Listed records:
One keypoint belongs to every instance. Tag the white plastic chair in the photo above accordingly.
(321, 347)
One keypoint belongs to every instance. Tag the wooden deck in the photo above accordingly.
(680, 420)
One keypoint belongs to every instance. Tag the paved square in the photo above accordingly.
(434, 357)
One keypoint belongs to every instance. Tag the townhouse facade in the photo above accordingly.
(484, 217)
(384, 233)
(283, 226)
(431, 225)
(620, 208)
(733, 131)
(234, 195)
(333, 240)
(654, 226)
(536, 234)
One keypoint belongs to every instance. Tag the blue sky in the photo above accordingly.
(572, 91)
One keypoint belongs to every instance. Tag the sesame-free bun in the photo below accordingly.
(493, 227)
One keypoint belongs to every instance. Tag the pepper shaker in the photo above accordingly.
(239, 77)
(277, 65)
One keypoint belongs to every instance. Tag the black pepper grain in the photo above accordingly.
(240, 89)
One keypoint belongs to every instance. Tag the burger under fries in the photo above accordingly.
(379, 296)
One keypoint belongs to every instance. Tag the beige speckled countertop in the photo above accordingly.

Task description: Reproduce exactly what is written in the listing above.

Exercise solution:
One keypoint belongs to every instance. Tag the white plastic chair in the photo above accordingly.
(321, 347)
One keypoint belongs to every instance. Tag the wooden deck in the photo above accordingly.
(680, 420)
One keypoint belongs to every instance. Tag the paved square in the photo above accordingly.
(434, 357)
One keypoint belongs to every instance. Tag the townhouse facade in the photo above accordingly.
(484, 217)
(384, 233)
(283, 226)
(431, 225)
(620, 208)
(733, 131)
(234, 195)
(333, 240)
(654, 226)
(536, 234)
One keypoint belongs to every instance. Tag the blue sky in the photo above accordingly.
(572, 91)
One keypoint belongs to every instance. Tag the sesame-free bun in the photo below accordingly.
(493, 227)
One keypoint belongs to every instance. Tag the pepper shaker in the photo above accordingly.
(239, 77)
(277, 65)
One keypoint belongs to every instance. Tag the black pepper grain in the photo above accordingly.
(240, 89)
One keypoint belongs to every instance. Tag the burger under fries in the photo above accordingly.
(379, 296)
One keypoint belongs to every instance. Tag the beige speckled countertop in the photo above accordingly.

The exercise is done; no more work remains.